WHAT TO PRODUCE — Count the lines below with the string "post" in them. Only the number should be given.

══════

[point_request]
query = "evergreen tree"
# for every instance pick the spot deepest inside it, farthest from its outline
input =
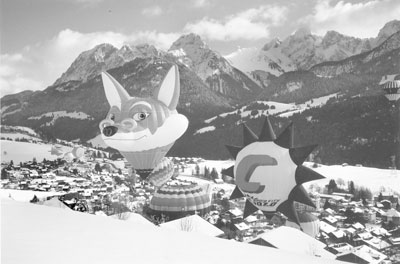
(206, 172)
(332, 186)
(34, 199)
(327, 205)
(214, 174)
(351, 187)
(4, 174)
(97, 167)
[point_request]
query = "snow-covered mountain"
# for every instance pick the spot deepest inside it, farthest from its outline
(104, 57)
(269, 59)
(211, 67)
(302, 50)
(389, 29)
(195, 54)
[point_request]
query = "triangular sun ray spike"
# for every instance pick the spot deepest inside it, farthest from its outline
(228, 171)
(267, 132)
(287, 208)
(248, 136)
(299, 194)
(236, 194)
(233, 150)
(249, 209)
(304, 174)
(285, 139)
(300, 154)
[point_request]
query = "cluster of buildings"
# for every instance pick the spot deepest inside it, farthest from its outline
(338, 228)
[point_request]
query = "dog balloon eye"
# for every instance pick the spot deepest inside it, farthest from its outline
(140, 116)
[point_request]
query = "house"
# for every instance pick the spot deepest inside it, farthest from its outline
(362, 254)
(376, 243)
(357, 226)
(193, 224)
(292, 240)
(340, 248)
(393, 216)
(330, 220)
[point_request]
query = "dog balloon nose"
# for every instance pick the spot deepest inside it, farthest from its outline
(109, 131)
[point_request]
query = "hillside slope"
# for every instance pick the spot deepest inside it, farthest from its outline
(54, 235)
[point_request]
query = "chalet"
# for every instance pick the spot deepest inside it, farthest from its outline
(362, 254)
(292, 240)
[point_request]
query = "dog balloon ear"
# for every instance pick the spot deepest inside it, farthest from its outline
(115, 93)
(168, 92)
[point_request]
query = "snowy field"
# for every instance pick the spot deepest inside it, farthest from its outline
(14, 136)
(24, 151)
(371, 178)
(26, 195)
(41, 234)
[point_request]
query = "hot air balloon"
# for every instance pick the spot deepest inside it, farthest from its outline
(56, 150)
(143, 129)
(392, 90)
(308, 223)
(78, 152)
(162, 173)
(68, 157)
(268, 171)
(178, 198)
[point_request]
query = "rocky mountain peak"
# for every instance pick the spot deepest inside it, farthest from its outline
(388, 29)
(302, 32)
(189, 42)
(274, 43)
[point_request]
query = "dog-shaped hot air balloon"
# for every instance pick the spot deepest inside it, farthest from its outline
(143, 129)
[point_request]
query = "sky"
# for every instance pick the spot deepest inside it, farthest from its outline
(39, 39)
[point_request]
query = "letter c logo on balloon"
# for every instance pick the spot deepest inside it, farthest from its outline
(246, 168)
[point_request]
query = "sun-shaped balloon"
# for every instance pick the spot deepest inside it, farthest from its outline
(268, 171)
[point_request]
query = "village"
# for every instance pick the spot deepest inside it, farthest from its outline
(341, 226)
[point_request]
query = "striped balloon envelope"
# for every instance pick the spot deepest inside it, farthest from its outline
(180, 198)
(392, 90)
(162, 173)
(309, 224)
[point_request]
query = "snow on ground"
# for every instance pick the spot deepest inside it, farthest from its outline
(251, 59)
(204, 129)
(274, 108)
(316, 102)
(59, 114)
(11, 112)
(24, 151)
(98, 141)
(26, 195)
(41, 234)
(217, 164)
(28, 130)
(13, 136)
(371, 178)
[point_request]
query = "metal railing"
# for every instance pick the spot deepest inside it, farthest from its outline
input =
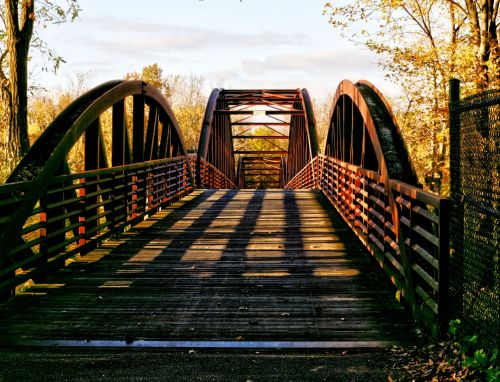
(420, 269)
(78, 211)
(212, 177)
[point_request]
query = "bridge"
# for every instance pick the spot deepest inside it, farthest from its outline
(259, 240)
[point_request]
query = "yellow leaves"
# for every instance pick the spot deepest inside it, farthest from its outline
(398, 295)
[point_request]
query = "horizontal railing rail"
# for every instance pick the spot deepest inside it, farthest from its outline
(212, 177)
(77, 211)
(361, 198)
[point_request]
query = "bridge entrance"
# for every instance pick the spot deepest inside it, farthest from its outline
(148, 245)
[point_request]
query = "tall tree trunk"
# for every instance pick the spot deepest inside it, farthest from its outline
(19, 32)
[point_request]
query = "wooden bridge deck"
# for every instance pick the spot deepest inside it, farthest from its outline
(248, 265)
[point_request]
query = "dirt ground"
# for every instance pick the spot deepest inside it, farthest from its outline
(139, 364)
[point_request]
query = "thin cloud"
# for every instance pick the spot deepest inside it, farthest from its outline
(126, 36)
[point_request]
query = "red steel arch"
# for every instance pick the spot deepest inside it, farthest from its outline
(364, 132)
(155, 136)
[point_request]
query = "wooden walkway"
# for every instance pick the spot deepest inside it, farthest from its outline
(235, 266)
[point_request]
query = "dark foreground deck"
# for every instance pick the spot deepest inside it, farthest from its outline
(243, 268)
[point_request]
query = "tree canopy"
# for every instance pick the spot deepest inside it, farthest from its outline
(421, 45)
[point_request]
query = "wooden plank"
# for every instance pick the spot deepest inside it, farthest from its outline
(226, 265)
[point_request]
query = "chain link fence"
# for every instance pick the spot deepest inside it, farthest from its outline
(475, 215)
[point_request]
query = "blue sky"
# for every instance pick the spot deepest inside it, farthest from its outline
(232, 44)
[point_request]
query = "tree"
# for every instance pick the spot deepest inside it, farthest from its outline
(185, 96)
(422, 44)
(16, 37)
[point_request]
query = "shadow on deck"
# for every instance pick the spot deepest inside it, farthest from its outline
(247, 268)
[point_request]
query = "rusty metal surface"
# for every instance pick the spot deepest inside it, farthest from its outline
(361, 197)
(254, 124)
(154, 136)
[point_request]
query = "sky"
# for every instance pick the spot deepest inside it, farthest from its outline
(230, 43)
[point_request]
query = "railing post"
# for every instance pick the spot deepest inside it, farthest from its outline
(444, 267)
(82, 215)
(457, 203)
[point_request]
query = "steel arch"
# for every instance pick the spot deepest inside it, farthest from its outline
(46, 158)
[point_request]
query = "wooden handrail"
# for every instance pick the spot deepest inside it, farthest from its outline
(78, 211)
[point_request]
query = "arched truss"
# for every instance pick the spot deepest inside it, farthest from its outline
(270, 134)
(153, 134)
(364, 132)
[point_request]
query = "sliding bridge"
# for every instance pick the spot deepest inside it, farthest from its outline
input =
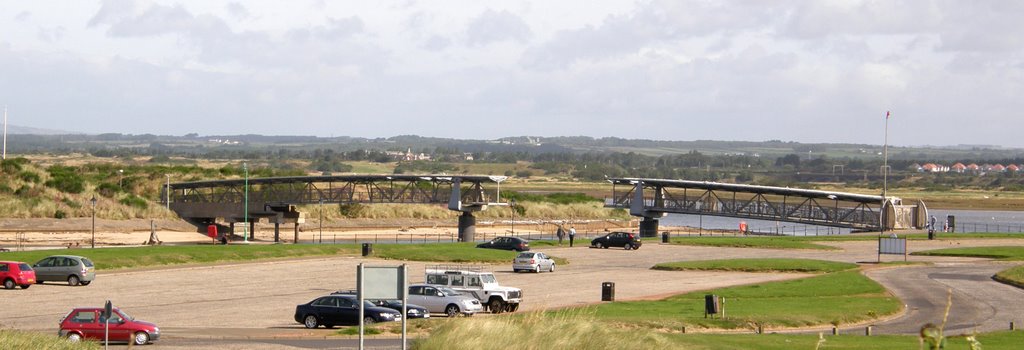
(652, 199)
(247, 201)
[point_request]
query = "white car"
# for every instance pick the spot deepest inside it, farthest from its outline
(532, 261)
(443, 300)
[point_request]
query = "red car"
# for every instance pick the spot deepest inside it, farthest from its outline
(14, 273)
(84, 322)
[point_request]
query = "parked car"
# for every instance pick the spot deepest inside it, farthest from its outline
(624, 239)
(341, 309)
(506, 243)
(443, 300)
(412, 310)
(76, 270)
(532, 261)
(14, 273)
(86, 323)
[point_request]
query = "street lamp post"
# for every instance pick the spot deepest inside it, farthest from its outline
(322, 220)
(245, 229)
(513, 216)
(93, 221)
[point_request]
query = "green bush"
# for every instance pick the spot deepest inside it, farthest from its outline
(133, 201)
(29, 176)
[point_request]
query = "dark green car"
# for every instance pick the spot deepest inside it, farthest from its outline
(73, 269)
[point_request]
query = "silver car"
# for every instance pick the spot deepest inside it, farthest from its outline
(74, 269)
(443, 300)
(532, 261)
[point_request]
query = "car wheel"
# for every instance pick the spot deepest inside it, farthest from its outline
(310, 321)
(141, 338)
(452, 310)
(496, 306)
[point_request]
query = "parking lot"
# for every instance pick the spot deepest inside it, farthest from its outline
(258, 299)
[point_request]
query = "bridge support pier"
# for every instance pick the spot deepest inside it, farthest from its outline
(467, 227)
(648, 227)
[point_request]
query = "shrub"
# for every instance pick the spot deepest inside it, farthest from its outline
(135, 202)
(29, 176)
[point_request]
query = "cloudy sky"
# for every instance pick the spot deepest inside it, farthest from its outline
(951, 72)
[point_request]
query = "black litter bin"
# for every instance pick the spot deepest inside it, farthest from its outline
(711, 304)
(608, 292)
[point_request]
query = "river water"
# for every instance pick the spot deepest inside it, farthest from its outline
(966, 220)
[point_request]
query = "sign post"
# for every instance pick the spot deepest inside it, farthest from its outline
(108, 310)
(383, 282)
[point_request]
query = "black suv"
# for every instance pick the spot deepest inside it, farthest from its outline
(339, 309)
(506, 243)
(624, 239)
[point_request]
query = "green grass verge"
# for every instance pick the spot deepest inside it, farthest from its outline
(759, 265)
(10, 339)
(1001, 253)
(750, 242)
(583, 331)
(999, 340)
(838, 298)
(135, 257)
(1014, 276)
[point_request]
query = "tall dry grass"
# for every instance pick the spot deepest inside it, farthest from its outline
(10, 339)
(570, 330)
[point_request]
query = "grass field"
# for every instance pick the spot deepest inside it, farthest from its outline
(10, 339)
(759, 265)
(751, 242)
(119, 258)
(584, 332)
(1001, 253)
(839, 298)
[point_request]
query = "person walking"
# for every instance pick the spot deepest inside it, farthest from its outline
(571, 234)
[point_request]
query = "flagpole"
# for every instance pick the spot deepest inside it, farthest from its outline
(885, 175)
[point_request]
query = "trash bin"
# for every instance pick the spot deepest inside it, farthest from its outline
(608, 292)
(711, 304)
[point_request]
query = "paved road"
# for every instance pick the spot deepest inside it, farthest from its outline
(222, 306)
(979, 304)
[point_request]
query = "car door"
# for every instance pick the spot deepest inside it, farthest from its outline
(86, 321)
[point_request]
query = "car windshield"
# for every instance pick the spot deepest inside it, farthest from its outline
(450, 292)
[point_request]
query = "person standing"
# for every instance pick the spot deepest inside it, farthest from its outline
(571, 234)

══════

EXERCISE OUTPUT — 3